======== GIVEN PASSAGE ========
Mickey 17 (2025)
Directed by Bong Joon Ho
Warner Bros. Pictures, 137 minutes, R (language, violence, sexual content, substance abuse)
★★★★
After the award-winning Parasite, South Korean director Bong Joon Ho made Mickey 17, which made nearly $132 million. Yet, it lost tons of money because Warner’s budget was more than $250 million. Many fans of Parasite called the film an artistic failure, though I liked it.
Mickey 17 is a science-fiction/slapstick/black comedy that borrows elements from numerous other films, though its script is based on the eponymous Edward Ashton novel. It is filled with in-jokes and satire. Joon is an English football fan and modeled several characters on players. Others are parodies of politicians, religious figures, scientists, and businessmen.
======== RECORDS PROVIDED ========
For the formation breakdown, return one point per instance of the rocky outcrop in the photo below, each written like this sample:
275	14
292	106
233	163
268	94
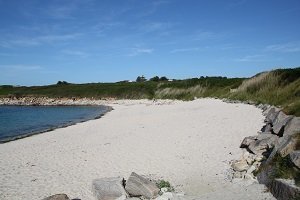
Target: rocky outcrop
140	186
283	189
277	140
295	158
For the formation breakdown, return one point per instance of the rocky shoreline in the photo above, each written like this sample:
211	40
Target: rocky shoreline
278	138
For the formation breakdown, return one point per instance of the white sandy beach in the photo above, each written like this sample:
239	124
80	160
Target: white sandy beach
190	144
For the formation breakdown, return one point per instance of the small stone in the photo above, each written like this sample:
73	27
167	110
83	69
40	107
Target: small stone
247	141
109	189
251	169
140	186
295	158
240	165
163	190
249	176
57	197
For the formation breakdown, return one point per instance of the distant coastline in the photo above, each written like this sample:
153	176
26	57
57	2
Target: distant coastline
62	125
45	101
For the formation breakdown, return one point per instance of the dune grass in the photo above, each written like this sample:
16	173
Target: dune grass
279	87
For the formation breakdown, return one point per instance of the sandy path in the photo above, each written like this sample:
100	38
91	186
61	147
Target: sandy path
187	143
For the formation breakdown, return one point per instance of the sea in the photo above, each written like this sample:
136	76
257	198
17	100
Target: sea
17	122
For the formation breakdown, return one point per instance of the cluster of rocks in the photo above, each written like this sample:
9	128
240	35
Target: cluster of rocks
279	136
135	188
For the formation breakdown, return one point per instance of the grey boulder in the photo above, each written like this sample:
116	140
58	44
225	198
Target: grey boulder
272	114
247	141
292	127
109	189
57	197
286	146
283	189
240	166
139	186
280	123
295	158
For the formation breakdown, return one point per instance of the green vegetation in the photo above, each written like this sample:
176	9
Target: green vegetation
279	87
285	169
165	184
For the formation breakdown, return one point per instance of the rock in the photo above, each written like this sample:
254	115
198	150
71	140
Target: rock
249	176
267	128
265	112
269	136
259	147
272	114
250	159
295	158
292	127
247	140
140	186
109	189
284	189
286	146
259	158
163	190
239	174
57	197
251	169
240	166
280	123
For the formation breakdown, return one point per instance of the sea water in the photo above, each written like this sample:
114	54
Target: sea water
21	121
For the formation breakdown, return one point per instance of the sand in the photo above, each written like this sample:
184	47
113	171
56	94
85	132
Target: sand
190	144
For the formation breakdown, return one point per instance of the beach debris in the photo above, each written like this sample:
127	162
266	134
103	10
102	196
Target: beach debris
277	140
240	165
295	158
109	189
57	197
137	185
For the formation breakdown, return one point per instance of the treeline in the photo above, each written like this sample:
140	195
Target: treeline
279	87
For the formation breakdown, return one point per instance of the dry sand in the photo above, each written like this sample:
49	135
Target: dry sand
189	144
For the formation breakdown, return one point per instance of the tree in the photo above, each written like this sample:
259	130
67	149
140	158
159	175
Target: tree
62	83
141	79
155	78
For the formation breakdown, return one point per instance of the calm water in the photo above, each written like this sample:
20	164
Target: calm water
21	121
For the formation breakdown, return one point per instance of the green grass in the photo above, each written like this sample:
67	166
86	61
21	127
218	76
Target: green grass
279	87
165	184
284	168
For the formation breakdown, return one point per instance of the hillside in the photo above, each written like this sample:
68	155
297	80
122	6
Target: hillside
279	87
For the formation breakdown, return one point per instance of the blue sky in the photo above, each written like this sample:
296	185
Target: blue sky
80	41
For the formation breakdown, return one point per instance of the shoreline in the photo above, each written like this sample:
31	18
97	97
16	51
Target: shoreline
190	144
29	134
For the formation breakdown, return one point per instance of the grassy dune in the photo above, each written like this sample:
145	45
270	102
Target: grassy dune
279	87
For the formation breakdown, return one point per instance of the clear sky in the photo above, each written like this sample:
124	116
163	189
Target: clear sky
43	41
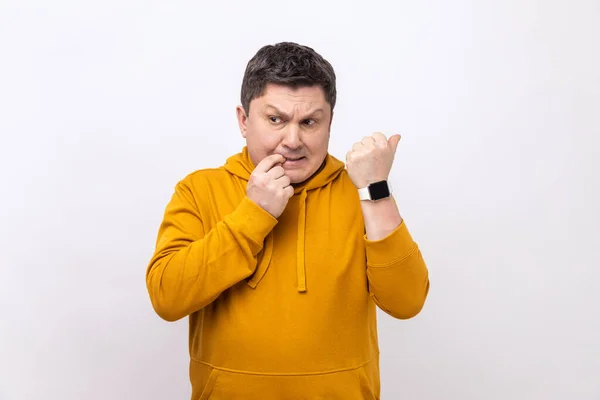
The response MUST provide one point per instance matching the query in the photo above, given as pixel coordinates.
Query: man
(280, 256)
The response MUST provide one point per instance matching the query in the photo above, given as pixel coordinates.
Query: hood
(242, 166)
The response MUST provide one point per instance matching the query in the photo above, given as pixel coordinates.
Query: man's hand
(371, 159)
(268, 185)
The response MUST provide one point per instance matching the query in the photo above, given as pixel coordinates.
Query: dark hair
(290, 64)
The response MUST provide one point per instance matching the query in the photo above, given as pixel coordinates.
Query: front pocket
(210, 384)
(365, 385)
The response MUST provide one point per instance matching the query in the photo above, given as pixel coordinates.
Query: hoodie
(280, 308)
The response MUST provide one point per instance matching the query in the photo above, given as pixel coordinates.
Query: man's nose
(291, 137)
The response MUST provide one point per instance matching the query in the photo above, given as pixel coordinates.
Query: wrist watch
(376, 191)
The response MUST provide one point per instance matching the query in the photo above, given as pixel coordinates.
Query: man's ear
(242, 119)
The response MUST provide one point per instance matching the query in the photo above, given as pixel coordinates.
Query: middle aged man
(280, 256)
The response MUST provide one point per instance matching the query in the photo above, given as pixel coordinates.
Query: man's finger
(269, 161)
(393, 141)
(276, 172)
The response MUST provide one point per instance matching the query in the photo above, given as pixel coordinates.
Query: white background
(104, 106)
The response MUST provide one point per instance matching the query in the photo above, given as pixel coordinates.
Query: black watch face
(379, 190)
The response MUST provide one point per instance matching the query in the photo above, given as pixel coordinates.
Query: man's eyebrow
(279, 112)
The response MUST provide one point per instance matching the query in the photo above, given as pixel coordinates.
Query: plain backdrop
(106, 105)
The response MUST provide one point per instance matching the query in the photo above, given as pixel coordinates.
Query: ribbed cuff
(396, 246)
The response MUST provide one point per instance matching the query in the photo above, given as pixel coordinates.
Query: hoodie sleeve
(398, 276)
(190, 267)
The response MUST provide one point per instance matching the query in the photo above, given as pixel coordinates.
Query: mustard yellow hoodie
(280, 308)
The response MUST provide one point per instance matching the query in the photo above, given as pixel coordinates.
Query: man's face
(292, 122)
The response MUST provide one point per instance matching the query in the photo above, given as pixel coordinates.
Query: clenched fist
(371, 159)
(268, 185)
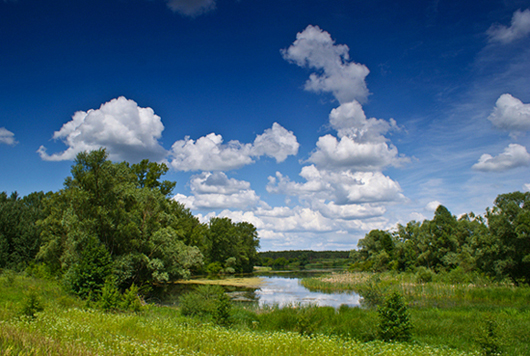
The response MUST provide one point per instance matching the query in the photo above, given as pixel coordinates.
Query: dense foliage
(115, 221)
(497, 244)
(300, 259)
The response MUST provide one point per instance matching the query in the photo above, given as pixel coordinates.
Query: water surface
(283, 291)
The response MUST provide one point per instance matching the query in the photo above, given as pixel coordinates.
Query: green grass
(445, 313)
(67, 327)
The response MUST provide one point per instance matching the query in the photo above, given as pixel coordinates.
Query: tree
(377, 248)
(509, 223)
(149, 173)
(108, 221)
(394, 319)
(19, 232)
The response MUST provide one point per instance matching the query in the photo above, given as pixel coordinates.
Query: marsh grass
(68, 327)
(448, 313)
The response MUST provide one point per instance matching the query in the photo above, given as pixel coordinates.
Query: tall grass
(67, 327)
(438, 292)
(152, 334)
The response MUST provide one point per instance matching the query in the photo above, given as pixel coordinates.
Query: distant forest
(303, 259)
(496, 244)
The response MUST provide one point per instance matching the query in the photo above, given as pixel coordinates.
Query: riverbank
(69, 326)
(445, 311)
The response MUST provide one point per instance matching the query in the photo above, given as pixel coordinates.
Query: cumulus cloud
(336, 74)
(342, 187)
(7, 137)
(513, 156)
(361, 144)
(520, 27)
(347, 153)
(209, 153)
(127, 131)
(276, 142)
(510, 114)
(217, 191)
(191, 8)
(285, 227)
(432, 206)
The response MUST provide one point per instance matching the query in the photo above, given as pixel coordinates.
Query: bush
(394, 319)
(31, 303)
(110, 298)
(488, 337)
(130, 299)
(209, 302)
(424, 275)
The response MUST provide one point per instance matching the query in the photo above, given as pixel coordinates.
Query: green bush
(31, 304)
(131, 300)
(208, 302)
(489, 338)
(424, 275)
(110, 298)
(394, 319)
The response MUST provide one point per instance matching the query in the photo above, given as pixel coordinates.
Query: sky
(316, 121)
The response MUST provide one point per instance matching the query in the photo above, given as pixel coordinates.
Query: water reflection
(284, 291)
(277, 290)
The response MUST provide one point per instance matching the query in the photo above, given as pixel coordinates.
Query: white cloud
(276, 142)
(346, 153)
(315, 49)
(361, 144)
(7, 137)
(343, 187)
(217, 191)
(350, 120)
(432, 206)
(288, 228)
(510, 114)
(209, 153)
(191, 8)
(127, 131)
(520, 27)
(513, 156)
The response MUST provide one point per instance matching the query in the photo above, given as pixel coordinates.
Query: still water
(283, 291)
(277, 290)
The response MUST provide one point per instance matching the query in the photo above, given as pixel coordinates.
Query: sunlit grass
(244, 282)
(152, 334)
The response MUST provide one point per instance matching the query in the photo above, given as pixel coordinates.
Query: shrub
(394, 319)
(31, 304)
(424, 275)
(130, 299)
(110, 298)
(488, 337)
(208, 302)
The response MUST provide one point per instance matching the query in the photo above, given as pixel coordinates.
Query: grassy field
(457, 315)
(68, 326)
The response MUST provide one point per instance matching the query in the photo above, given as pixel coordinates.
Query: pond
(283, 291)
(280, 290)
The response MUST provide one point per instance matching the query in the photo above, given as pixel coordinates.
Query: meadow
(457, 311)
(65, 325)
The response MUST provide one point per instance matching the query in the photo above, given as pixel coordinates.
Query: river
(281, 290)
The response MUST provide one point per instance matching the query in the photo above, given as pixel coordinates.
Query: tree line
(299, 259)
(116, 220)
(496, 244)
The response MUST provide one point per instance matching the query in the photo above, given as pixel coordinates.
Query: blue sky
(316, 121)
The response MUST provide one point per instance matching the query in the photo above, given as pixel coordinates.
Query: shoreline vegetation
(451, 319)
(244, 282)
(67, 325)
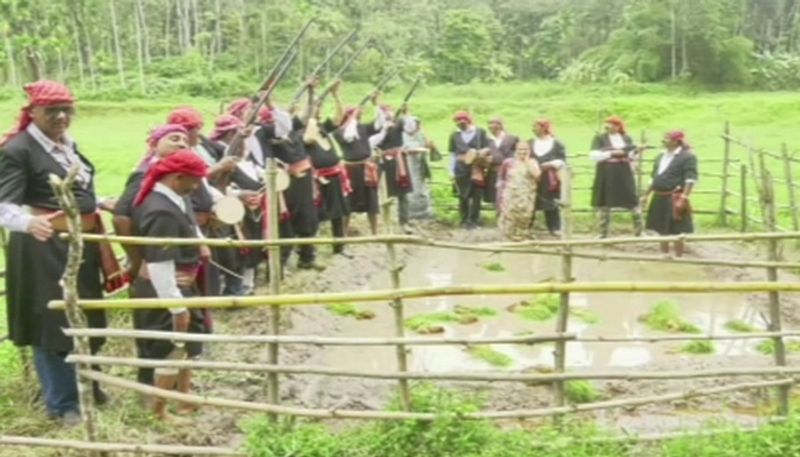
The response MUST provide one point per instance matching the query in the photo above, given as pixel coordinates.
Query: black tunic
(614, 183)
(659, 215)
(499, 153)
(546, 200)
(300, 194)
(394, 140)
(363, 199)
(334, 202)
(457, 146)
(158, 216)
(34, 268)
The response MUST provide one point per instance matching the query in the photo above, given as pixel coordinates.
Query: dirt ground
(358, 271)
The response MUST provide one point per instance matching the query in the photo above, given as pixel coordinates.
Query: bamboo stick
(774, 299)
(168, 449)
(275, 270)
(317, 340)
(743, 205)
(787, 168)
(424, 292)
(562, 320)
(460, 376)
(406, 239)
(402, 415)
(69, 281)
(726, 155)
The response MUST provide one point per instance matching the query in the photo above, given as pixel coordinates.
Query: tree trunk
(12, 63)
(117, 48)
(140, 52)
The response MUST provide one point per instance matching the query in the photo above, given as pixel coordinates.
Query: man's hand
(180, 321)
(40, 228)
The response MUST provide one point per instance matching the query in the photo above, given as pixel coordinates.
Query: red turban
(40, 93)
(265, 115)
(239, 107)
(617, 122)
(462, 116)
(545, 124)
(187, 116)
(183, 161)
(163, 130)
(677, 136)
(225, 124)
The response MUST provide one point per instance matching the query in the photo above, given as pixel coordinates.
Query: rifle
(380, 86)
(322, 65)
(408, 96)
(325, 92)
(286, 54)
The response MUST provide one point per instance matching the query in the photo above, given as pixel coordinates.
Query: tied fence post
(743, 191)
(75, 316)
(726, 157)
(397, 303)
(768, 197)
(562, 321)
(275, 267)
(787, 168)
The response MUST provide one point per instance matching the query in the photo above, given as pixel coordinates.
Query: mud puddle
(607, 314)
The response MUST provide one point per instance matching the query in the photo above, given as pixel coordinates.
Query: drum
(229, 210)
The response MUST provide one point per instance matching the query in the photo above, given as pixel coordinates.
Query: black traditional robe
(614, 183)
(34, 268)
(363, 199)
(659, 215)
(159, 217)
(546, 199)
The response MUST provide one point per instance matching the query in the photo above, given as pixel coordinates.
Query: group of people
(522, 178)
(183, 177)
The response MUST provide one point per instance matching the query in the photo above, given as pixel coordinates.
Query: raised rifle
(408, 96)
(390, 76)
(322, 65)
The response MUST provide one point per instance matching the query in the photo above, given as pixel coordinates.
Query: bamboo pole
(787, 168)
(460, 376)
(726, 155)
(401, 353)
(774, 299)
(275, 271)
(168, 449)
(562, 320)
(74, 314)
(403, 415)
(743, 205)
(425, 292)
(416, 240)
(317, 340)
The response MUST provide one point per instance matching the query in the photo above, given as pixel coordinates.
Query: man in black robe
(614, 183)
(37, 257)
(674, 177)
(162, 209)
(362, 169)
(501, 147)
(470, 177)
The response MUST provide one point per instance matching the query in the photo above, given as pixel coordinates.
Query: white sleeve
(162, 276)
(14, 218)
(599, 156)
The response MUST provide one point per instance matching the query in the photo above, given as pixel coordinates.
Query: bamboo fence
(565, 248)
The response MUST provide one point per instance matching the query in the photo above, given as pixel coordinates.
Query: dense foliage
(115, 48)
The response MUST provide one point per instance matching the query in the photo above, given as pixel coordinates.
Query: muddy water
(618, 314)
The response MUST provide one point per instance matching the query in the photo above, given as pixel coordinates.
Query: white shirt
(162, 274)
(666, 159)
(16, 219)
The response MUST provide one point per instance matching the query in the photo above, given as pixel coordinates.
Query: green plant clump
(491, 356)
(665, 316)
(699, 347)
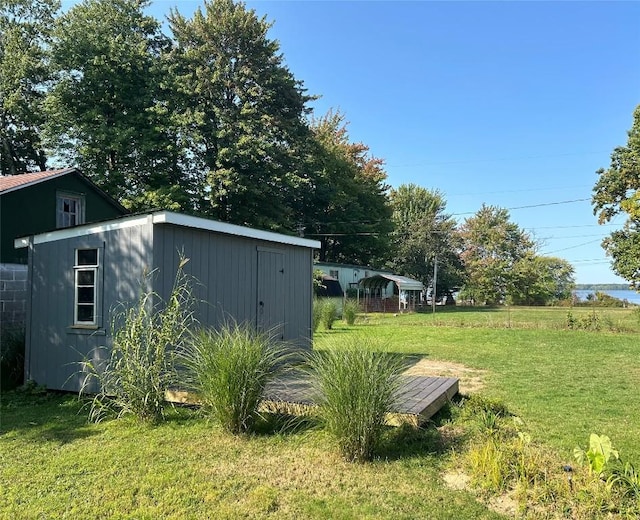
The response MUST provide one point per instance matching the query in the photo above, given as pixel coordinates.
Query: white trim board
(166, 217)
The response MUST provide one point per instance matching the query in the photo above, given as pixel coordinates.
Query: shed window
(86, 287)
(70, 210)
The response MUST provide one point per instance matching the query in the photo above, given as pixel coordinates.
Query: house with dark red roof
(41, 202)
(32, 203)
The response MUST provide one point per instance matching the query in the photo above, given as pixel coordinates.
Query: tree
(492, 245)
(422, 233)
(540, 280)
(346, 205)
(616, 192)
(24, 72)
(241, 114)
(107, 111)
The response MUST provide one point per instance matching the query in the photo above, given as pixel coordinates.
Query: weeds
(11, 357)
(228, 370)
(350, 310)
(328, 311)
(140, 367)
(356, 385)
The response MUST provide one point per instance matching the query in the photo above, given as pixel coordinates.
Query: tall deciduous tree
(618, 192)
(24, 35)
(422, 233)
(540, 280)
(491, 247)
(345, 206)
(242, 114)
(107, 112)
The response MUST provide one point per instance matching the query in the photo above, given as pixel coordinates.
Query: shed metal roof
(404, 283)
(167, 217)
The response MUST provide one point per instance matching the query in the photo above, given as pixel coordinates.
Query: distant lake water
(630, 296)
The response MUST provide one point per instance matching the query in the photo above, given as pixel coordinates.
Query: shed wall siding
(227, 272)
(54, 347)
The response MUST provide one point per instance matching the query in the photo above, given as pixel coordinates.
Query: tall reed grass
(228, 369)
(356, 385)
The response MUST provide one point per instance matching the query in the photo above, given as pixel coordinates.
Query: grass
(228, 370)
(356, 387)
(565, 384)
(56, 465)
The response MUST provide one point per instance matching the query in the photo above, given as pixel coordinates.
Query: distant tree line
(602, 287)
(208, 120)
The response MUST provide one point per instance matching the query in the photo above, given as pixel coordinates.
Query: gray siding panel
(226, 270)
(225, 267)
(55, 348)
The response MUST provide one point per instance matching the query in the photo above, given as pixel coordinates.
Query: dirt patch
(504, 504)
(471, 379)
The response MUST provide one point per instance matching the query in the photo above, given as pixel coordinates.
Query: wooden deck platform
(419, 397)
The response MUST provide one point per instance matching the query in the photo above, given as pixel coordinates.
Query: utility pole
(435, 282)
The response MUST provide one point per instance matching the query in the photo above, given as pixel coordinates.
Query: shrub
(356, 386)
(11, 357)
(349, 311)
(228, 370)
(140, 367)
(328, 313)
(316, 316)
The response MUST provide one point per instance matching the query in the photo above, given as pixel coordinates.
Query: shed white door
(271, 280)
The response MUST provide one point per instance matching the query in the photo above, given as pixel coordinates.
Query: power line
(530, 206)
(499, 159)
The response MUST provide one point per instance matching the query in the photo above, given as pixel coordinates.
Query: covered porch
(374, 295)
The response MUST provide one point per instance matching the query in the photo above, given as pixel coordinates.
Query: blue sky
(505, 103)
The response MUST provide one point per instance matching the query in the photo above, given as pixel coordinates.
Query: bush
(140, 367)
(228, 370)
(316, 315)
(356, 386)
(350, 310)
(328, 313)
(11, 357)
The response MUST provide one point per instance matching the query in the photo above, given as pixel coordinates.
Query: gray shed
(77, 275)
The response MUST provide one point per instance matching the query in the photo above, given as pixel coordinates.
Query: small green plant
(626, 479)
(597, 457)
(356, 384)
(228, 370)
(316, 314)
(140, 364)
(11, 357)
(328, 313)
(350, 310)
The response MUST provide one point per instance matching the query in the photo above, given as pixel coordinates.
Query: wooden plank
(419, 398)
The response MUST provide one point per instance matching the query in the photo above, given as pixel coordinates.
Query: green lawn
(565, 384)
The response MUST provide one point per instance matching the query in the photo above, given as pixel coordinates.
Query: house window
(86, 287)
(70, 210)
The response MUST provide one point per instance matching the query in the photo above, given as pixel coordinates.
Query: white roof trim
(166, 217)
(60, 173)
(82, 231)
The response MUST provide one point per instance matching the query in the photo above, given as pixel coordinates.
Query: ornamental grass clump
(328, 313)
(356, 385)
(228, 370)
(350, 310)
(140, 365)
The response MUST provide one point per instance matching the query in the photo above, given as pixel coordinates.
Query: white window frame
========
_ACTIVITY LIST_
(A) Reproduce the part of the Mickey 17 review starting at "Directed by Bong" and ending at "I liked it.", changing "Bong Joon Ho" to "the director".
(B) According to the Mickey 17 review, what was Warner's budget for the film?
(C) Carry on the Mickey 17 review from the point where it stops.
The material was taken from a separate source.

_WRITTEN ANSWERS_
(A)
Directed by the director
Warner Bros. Pictures, 137 minutes, R (language, violence, sexual content, substance abuse)
★★★★
After the award-winning Parasite, South Korean director the director made Mickey 17, which made nearly $132 million. Yet, it lost tons of money because Warner’s budget was more than $250 million. Many fans of Parasite called the film an artistic failure, though I liked it.

(B) More than $250 million.

(C)
In the year 2050, the Earth is beset with great environmental damage. The scientific and political establishments seek to transplant human beings to an allegedly idyllic planet called Niflheim. The long journey is headed by failed lawmaker Kenneth Marshall (Mark Ruffolo), a composite of bombastic politicians like Donald Trump, Mussolini, and Robert F. Kennedy Junior. The crew consists largely of individuals who haven’t done well on earth. Timo (Steven Yeu) owes a loan shark a lot of money and is unaware that the Elon Musk-like Darius Blank (Ian Hanmore) is aboard the ship to collect the debt at any cost, including cutting Timo into five pieces. Nothing has gone right for Micky Barnes (Robert Pattison) whose sole friend is the obnoxious and unreliable Timo. In a satire of agreement statements, Mickey’s volunteers to be an expendable without reading the contract conditions. He just wants a new start and a better look at the recruiter’s legs.
Expendable is true to its title. Mickey is a lab rat to test dangerous vaccines, foods, and poisons. His 17 designation means he has died 16 previous times, plopped into a copier holding his memories and DNA patterns, and “reprinted” Mickey is surprisingly popular among the crew, partly because everyone wants to know, “What’s it like to die?” They–each Mickey has personality differences– do, however, have a serious girlfriend Nasha (Naomi Ackie) who doesn’t like the way Mickeys are treated. Once they “die” they are tossed like so much garbage into an incinerator to be melted for the next Mickey.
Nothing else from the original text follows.